(Task objective): Repeat exactly, and only, the lines from the one holding "drop a dot on the short" through the last line of the records below.

%%

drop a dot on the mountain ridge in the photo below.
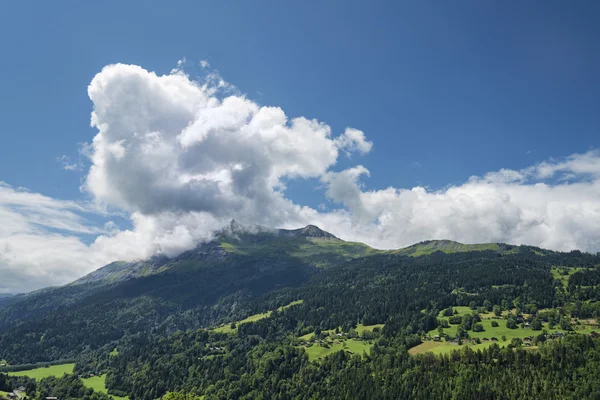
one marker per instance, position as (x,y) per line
(261,241)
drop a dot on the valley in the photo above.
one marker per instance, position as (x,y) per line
(229,316)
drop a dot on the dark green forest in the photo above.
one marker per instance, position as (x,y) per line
(162,327)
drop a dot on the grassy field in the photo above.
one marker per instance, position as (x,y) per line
(98,383)
(489,332)
(564,279)
(253,318)
(360,329)
(359,347)
(443,347)
(44,372)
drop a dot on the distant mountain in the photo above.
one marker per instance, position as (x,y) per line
(223,279)
(310,245)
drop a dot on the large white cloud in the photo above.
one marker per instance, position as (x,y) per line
(182,158)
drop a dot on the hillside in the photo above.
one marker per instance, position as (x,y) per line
(256,306)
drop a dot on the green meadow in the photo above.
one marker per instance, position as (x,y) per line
(226,328)
(44,372)
(98,383)
(316,351)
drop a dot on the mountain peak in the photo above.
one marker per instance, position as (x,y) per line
(308,231)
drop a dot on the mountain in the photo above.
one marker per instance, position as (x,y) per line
(239,273)
(217,280)
(273,313)
(310,245)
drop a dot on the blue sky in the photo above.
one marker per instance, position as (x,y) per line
(443,90)
(461,88)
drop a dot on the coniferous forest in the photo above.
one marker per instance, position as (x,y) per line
(192,340)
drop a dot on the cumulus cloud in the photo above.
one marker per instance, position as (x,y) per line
(180,158)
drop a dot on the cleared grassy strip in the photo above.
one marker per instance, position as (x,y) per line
(253,318)
(562,274)
(359,347)
(44,372)
(98,383)
(360,329)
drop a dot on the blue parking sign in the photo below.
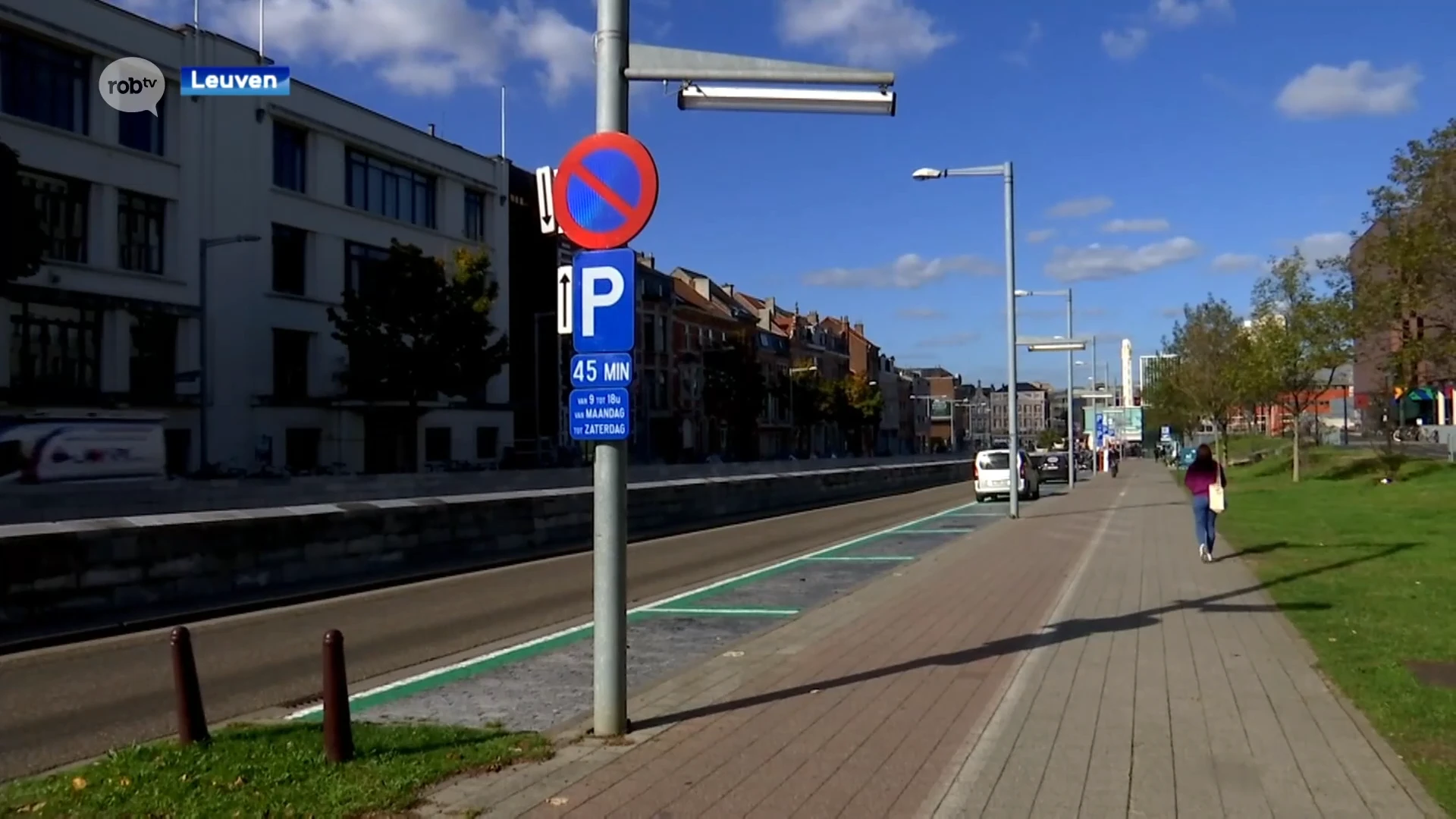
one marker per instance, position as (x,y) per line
(604,300)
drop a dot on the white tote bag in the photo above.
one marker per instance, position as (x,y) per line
(1216,496)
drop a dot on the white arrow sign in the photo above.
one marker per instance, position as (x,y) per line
(545,181)
(564,300)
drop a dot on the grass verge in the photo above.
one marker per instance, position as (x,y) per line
(271,771)
(1383,561)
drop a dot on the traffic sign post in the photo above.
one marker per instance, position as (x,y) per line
(604,191)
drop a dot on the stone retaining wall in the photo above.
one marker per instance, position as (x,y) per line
(105,572)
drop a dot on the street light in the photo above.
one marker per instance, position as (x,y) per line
(202,246)
(785,101)
(1008,186)
(619,63)
(1072,441)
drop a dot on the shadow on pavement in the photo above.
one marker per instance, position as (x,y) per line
(1111,507)
(1056,632)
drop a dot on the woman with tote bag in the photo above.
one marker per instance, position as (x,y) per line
(1206,482)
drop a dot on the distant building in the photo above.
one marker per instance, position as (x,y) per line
(114,319)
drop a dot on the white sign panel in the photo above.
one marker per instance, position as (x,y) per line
(564,303)
(545,181)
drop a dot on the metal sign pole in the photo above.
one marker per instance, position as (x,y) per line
(609,513)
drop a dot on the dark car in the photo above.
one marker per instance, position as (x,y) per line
(1052,466)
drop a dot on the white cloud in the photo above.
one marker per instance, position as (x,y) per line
(1324,245)
(1072,209)
(908,271)
(1098,262)
(1359,89)
(1136,226)
(864,31)
(1022,55)
(1183,14)
(1125,44)
(951,340)
(1235,262)
(452,46)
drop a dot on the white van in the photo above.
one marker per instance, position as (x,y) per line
(993,475)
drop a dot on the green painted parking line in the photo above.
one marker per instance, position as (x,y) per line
(934,531)
(472,667)
(723,613)
(852,558)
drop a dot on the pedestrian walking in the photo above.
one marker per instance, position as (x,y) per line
(1206,482)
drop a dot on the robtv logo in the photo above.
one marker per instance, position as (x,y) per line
(220,80)
(131,85)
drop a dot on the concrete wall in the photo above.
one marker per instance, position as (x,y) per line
(99,573)
(127,499)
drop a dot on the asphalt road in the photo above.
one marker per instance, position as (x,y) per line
(69,703)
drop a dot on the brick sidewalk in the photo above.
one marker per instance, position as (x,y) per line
(1164,689)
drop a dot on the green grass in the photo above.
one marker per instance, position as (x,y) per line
(271,771)
(1383,560)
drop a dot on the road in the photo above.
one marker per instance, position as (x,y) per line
(71,703)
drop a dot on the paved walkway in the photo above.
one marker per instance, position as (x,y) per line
(1079,662)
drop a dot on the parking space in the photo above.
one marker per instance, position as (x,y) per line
(541,684)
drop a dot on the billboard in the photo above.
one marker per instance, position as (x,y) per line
(1117,425)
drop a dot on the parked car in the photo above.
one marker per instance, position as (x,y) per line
(993,475)
(1052,466)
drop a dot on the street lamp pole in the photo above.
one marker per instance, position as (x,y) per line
(1072,439)
(1008,186)
(202,347)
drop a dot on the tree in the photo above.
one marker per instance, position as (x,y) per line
(25,237)
(1301,334)
(1049,439)
(734,394)
(416,331)
(862,406)
(1209,344)
(810,400)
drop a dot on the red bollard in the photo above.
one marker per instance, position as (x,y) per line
(338,733)
(191,722)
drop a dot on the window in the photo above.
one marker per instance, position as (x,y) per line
(475,216)
(55,349)
(290,260)
(360,265)
(290,363)
(391,190)
(142,130)
(155,356)
(290,156)
(44,83)
(300,447)
(437,444)
(487,442)
(63,206)
(140,231)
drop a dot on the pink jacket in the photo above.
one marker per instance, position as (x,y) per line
(1200,480)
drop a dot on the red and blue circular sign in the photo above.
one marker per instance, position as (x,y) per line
(604,191)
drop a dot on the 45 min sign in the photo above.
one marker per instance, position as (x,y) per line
(601,369)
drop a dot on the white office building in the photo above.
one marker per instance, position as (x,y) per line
(131,203)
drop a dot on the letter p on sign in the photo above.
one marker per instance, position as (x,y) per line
(592,297)
(604,289)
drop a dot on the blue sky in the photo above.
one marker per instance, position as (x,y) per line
(1164,149)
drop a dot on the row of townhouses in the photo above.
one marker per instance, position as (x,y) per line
(202,248)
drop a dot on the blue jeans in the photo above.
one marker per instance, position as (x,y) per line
(1204,521)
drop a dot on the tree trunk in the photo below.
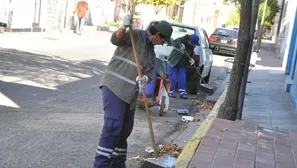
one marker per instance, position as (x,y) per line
(229,108)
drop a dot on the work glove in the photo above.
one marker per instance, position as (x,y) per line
(142,81)
(182,46)
(192,61)
(127,20)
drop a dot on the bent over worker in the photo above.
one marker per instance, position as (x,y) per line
(120,90)
(178,62)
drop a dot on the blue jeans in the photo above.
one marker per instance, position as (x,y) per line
(118,124)
(79,25)
(180,75)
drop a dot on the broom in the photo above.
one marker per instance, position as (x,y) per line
(147,112)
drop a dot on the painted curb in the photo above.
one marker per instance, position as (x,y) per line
(188,152)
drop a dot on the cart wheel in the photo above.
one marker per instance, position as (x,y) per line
(162,106)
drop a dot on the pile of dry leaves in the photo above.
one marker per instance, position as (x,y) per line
(204,104)
(171,149)
(167,148)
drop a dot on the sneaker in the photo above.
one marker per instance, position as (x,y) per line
(171,95)
(183,96)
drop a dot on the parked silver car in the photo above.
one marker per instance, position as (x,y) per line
(203,55)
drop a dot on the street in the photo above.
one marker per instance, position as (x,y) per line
(51,110)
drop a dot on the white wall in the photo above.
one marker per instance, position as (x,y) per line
(202,13)
(23,13)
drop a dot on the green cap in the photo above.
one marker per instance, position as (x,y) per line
(165,29)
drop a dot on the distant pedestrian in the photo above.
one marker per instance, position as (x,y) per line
(81,10)
(3,15)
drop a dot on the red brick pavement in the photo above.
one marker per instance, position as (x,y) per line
(242,144)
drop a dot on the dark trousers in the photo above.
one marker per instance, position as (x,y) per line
(118,124)
(178,74)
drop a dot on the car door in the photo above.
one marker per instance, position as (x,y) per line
(208,52)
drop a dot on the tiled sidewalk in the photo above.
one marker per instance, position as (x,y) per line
(243,144)
(266,102)
(267,135)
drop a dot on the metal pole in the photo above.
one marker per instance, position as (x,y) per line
(280,18)
(261,27)
(66,14)
(248,60)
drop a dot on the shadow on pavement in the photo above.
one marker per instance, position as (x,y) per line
(269,59)
(36,82)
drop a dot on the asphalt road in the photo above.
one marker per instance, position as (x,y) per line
(50,104)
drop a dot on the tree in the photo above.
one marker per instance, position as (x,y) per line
(271,10)
(160,4)
(229,107)
(233,20)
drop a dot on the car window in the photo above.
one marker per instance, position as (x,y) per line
(181,31)
(203,40)
(226,32)
(206,38)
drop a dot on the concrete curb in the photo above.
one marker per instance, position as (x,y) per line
(188,152)
(106,28)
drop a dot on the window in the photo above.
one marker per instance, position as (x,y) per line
(203,39)
(181,31)
(226,32)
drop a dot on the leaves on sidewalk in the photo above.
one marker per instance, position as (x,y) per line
(171,149)
(204,104)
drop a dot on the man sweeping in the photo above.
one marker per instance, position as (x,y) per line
(81,10)
(120,89)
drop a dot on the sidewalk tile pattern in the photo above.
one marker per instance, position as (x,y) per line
(243,144)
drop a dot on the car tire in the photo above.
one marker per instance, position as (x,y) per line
(206,79)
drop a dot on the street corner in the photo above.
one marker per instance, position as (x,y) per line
(191,128)
(198,131)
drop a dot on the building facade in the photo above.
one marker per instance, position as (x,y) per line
(290,48)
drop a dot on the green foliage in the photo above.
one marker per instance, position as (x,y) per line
(160,4)
(271,10)
(234,18)
(113,24)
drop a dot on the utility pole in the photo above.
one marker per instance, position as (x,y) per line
(248,60)
(259,39)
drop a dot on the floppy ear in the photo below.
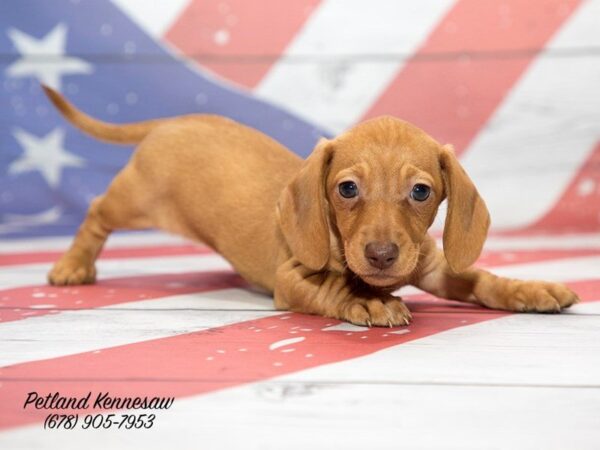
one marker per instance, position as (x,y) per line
(467,219)
(303,210)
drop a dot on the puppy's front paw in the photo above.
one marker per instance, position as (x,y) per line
(386,312)
(70,270)
(540,296)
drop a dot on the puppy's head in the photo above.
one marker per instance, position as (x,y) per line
(367,198)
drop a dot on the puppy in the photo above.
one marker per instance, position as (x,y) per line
(333,235)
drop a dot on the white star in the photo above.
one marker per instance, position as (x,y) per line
(45,154)
(45,58)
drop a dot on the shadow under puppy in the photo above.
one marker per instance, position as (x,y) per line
(332,235)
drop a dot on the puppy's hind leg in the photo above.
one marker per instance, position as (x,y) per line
(118,208)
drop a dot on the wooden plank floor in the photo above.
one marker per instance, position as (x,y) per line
(513,85)
(243,374)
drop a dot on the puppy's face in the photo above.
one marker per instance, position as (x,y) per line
(383,187)
(366,199)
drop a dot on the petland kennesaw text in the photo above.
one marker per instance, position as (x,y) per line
(102,400)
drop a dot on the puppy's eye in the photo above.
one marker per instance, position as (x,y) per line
(348,189)
(420,192)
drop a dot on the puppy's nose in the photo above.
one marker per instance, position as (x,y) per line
(381,254)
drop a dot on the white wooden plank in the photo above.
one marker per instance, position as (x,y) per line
(35,274)
(544,130)
(555,242)
(336,90)
(116,240)
(71,332)
(521,349)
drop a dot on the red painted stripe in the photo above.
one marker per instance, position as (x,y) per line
(503,258)
(578,210)
(202,362)
(16,258)
(23,303)
(453,97)
(239,28)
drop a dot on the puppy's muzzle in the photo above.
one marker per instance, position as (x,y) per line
(381,255)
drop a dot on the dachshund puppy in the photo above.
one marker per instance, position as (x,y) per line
(333,235)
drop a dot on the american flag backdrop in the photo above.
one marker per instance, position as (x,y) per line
(513,85)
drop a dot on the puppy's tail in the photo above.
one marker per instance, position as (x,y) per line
(131,133)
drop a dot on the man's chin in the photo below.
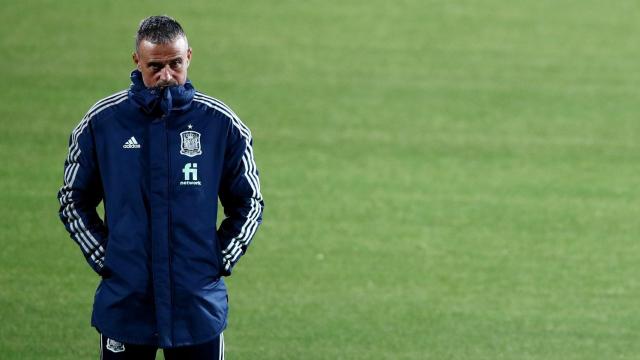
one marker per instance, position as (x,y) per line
(165,85)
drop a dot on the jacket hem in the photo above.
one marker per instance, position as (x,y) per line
(153,341)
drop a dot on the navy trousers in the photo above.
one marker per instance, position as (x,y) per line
(115,350)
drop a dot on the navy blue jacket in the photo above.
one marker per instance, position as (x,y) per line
(160,159)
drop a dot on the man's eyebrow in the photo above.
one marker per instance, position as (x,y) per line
(161,63)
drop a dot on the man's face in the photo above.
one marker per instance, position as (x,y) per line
(163,64)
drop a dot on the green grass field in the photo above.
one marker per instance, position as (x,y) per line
(443,179)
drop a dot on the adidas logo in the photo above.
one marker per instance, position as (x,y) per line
(131,144)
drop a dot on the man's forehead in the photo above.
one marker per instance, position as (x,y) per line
(174,49)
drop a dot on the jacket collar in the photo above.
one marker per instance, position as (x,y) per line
(160,100)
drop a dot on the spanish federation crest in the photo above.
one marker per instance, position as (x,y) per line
(190,143)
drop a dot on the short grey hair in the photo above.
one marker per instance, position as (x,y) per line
(158,29)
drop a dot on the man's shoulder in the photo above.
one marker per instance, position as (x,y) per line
(107,102)
(213,104)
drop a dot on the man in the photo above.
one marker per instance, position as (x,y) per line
(159,155)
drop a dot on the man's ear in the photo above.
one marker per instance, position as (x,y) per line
(136,60)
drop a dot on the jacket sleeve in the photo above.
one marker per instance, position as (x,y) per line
(239,195)
(79,196)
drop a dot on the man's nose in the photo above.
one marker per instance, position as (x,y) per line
(165,73)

%%

(Result of the exercise):
drop a dot on the short grey hair in the photo above.
one marker per instance, position as (x,y) per line
(158,29)
drop a dot on the man's shoulder in the photo above.
one marker per instance, position as (x,y) per line
(107,102)
(213,104)
drop a dot on the man in the photo above.
one marker per instance, position as (x,y) per line
(159,155)
drop a dot on the man's ear in the photo above.
one marker per instance, position as (x,y) per line
(136,60)
drop a dot on the jacket sleeve in the photo above.
one marker per instance, position as (x,y) per line
(239,195)
(79,196)
drop a dot on the man's nose in the photo above.
one marker per instance, position as (x,y) per line
(165,73)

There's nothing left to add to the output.